WRITTEN REQUEST
Your task is to output the entries below word for word.

PROVIDED MATERIAL

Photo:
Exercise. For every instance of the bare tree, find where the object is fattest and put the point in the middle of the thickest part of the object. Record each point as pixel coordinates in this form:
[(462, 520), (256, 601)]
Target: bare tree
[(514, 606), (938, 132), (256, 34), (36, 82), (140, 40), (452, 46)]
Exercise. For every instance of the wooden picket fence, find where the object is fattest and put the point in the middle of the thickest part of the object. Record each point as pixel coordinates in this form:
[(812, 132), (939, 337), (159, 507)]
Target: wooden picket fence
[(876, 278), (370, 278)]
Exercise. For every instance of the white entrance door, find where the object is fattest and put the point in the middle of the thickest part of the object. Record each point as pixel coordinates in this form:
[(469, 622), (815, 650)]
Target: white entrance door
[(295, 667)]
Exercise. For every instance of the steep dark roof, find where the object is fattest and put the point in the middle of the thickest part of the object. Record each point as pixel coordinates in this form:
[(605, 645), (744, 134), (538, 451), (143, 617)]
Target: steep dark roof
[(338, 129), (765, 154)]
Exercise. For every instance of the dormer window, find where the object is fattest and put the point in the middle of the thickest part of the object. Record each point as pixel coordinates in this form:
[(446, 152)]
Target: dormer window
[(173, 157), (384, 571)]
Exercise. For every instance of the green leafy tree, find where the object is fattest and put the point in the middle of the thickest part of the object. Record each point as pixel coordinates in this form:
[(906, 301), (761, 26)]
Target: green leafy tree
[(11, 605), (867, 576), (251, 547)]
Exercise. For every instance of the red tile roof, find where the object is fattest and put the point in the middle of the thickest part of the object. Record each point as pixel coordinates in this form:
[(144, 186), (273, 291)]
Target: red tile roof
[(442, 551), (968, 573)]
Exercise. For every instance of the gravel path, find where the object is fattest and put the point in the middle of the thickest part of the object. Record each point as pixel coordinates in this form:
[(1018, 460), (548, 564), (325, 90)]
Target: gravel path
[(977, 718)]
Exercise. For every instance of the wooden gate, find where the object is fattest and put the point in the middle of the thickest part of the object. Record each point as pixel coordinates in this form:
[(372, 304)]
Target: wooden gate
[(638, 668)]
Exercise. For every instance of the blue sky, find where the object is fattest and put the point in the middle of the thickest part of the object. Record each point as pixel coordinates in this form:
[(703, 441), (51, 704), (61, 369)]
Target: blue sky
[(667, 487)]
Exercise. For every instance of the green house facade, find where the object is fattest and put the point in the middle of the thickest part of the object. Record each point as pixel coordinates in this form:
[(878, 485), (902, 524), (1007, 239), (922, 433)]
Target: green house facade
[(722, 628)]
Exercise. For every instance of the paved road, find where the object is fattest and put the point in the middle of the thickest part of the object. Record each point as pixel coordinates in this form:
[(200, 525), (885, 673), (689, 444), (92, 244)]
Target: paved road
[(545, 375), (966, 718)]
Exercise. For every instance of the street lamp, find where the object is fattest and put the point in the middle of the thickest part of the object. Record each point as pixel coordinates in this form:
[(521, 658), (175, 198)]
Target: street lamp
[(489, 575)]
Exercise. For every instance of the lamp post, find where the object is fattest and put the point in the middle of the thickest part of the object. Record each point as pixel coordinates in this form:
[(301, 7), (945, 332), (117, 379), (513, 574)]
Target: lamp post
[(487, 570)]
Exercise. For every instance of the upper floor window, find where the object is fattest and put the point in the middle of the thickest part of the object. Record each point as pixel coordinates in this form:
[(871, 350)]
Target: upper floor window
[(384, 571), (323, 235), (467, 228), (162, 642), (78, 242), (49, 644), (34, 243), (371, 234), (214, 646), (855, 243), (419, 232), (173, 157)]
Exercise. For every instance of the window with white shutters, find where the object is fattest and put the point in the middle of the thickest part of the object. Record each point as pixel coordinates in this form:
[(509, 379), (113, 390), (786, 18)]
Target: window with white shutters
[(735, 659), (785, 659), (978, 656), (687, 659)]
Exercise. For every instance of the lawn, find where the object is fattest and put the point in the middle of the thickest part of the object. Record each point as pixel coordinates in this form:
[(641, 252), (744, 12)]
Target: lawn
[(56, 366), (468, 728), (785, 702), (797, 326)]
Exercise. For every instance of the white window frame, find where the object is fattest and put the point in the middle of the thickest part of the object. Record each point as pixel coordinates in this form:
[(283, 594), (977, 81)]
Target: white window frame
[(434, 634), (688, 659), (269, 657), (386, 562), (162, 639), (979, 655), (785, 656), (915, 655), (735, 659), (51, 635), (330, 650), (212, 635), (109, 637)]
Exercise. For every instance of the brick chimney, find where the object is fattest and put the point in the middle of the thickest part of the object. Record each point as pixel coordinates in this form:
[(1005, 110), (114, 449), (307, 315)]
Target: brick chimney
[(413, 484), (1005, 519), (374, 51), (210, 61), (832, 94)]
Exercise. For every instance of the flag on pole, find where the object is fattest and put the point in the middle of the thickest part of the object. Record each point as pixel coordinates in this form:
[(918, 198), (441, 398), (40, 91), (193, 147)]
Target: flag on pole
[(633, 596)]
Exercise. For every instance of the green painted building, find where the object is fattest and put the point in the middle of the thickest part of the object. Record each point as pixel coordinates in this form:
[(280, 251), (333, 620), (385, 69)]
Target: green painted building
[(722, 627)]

WRITTEN REPLY
Photo:
Exercise. For every instance of the bare tree, find where the object is fattest and put the point in the middle of the thickest part of the object. Record each point as pixel coordinates in this form:
[(462, 520), (256, 601)]
Target: bare tree
[(514, 606), (938, 132), (256, 34), (36, 82), (140, 40), (452, 46)]
Exercise. For every instance of the wooden picket fence, find where the object is fattest and put the point in the middle of the thickest part of the object. Record each point as pixel coordinates in this form:
[(812, 132), (939, 337), (159, 507)]
Target: wooden picket fence
[(876, 278), (370, 278)]
Exercise. For every instance of the white entrance door, find where the object is fattest and put the point in the middle of the thickest part of the object. Record each point as pixel coordinates in this form:
[(469, 622), (815, 650)]
Target: white entrance door
[(295, 667)]
Exercise. For every instance of the steep dark roof, find where the object is fattest and put the point in the middle of the thickest part of the object. Record each point as pixel coordinates in this form:
[(605, 645), (744, 134), (538, 451), (143, 617)]
Target: steep dark roof
[(338, 129), (765, 154)]
Exercise. For every instance of the dormer window, find where the object is fattest and put the point in the middle of the thickest part of the object. Record each point as pixel coordinates in this form:
[(446, 152)]
Target: dormer window
[(173, 157), (384, 571)]
Exercise. For every instance of the green leafy tree, find where the object is fattest and put the point in the middle of the thickest part of the object. Record each point as pixel coordinates in this form:
[(906, 301), (761, 26)]
Target: green leafy tree
[(11, 605), (867, 576), (251, 547)]
Exercise. For every instance of the red tile roof, find where the object is fattest and put the point in the middle of the thickest part of the object. Record each point as pixel coordinates in this form:
[(144, 186), (273, 291)]
Target: red tile roof
[(442, 551), (968, 573)]
Exercise. For every instance of the gravel path, find where the object is fattest and put the point in the middle of the thickest part of the object. Record each point as pixel coordinates in this form:
[(1018, 460), (548, 564), (325, 90)]
Target: gravel path
[(977, 718)]
Exercise. For every instance of the wooden gate, find where the object is fattest and put the point in the middle of the thickest part of the object. Record each point as pixel coordinates in this form:
[(372, 304)]
Target: wooden gate
[(638, 668)]
Exercise. For every instance of the blue sky, find where the object is fattest and put the point in the middle of the thickest part of the object. Record each point as pixel coordinates in this form:
[(703, 441), (51, 704), (61, 369)]
Target: blue sky
[(667, 487)]
Exercise. For every instance of the green house facade, find where the object is fattest and put the point in the middle of the thickest part of the object. Record each point as pixel coordinates in this form:
[(878, 485), (902, 524), (1007, 239), (922, 433)]
Target: green house facade
[(722, 628)]
Exercise. For every instance of the paved road, find where the object is fattest and put the point in the middle of the thickest part of the object. Record each point as pixel coordinates in this form:
[(200, 525), (885, 673), (689, 444), (92, 244)]
Target: paved road
[(545, 375), (966, 718)]
Exercise. For every instance of the street lamp, find where the object is fattest and put the point in the middle of the thickest part of the object. Record each point as pixel coordinates in this form:
[(521, 658), (175, 198)]
Target: street lamp
[(489, 575)]
Exercise. For every instance of the lamp post, find where the object is fattest and put the point in the middle of the thickest part of the object. Record each point as pixel coordinates in this form:
[(301, 7), (945, 332), (117, 379), (513, 574)]
Target: lamp post
[(487, 570)]
Exercise. For every instance of the upper floor window, find where the object is fattest and put the point in the middle of the thickest part of the object. Record each point as pixel coordinates in this form:
[(871, 350)]
Target: upper floor window
[(384, 571), (323, 235), (467, 228), (162, 642), (78, 242), (49, 644), (34, 243), (371, 234), (214, 646), (855, 243), (419, 232), (173, 157)]
Exercise. For every instance of the window with white shutters, find where the object is fattest and put the point in the middle of the thickest part of the object. Record each point as pixel coordinates in this form:
[(509, 379), (113, 390), (786, 18)]
Target: window with white shutters
[(735, 659), (785, 659), (978, 656), (687, 659)]
Exercise. For every instance of the lawn, find where the object is fattest and put the point in the middle of the thickest part of the object. Record each point as pixel coordinates in this form:
[(641, 252), (744, 12)]
Target: lawn
[(56, 366), (468, 728), (785, 702), (797, 326)]
Exercise. For every instance of the white window frame, find where the object is fattest and put the point in the middle of the thickest part of the object. Record each point as pixel coordinates in this form:
[(283, 594), (977, 81)]
Target: white window frame
[(434, 634), (688, 659), (269, 657), (386, 562), (162, 639), (979, 655), (785, 656), (915, 655), (735, 659), (51, 635), (330, 650), (212, 635), (109, 637)]
Exercise. For every instance of the brick chimney, find where the object is fattest and put the point in the middle of the thickest part of the object. Record each point as pixel coordinates in this form:
[(1005, 110), (114, 449), (307, 315)]
Target: brick chimney
[(413, 484), (1005, 519), (374, 51), (210, 61), (832, 94)]
Exercise. For every instance of the flag on pole, find where the object is fattest and put the point in the middle of the thickest part of the object. Record each point as pixel coordinates in this form:
[(918, 198), (441, 398), (40, 91), (193, 147)]
Target: flag on pole
[(633, 596)]
Exercise. For every instance of the green painted building, find where the object is fattest and put the point in the middle of the thickest part of the object. Record each point as pixel coordinates in this form:
[(280, 251), (333, 620), (385, 69)]
Target: green painted building
[(722, 627)]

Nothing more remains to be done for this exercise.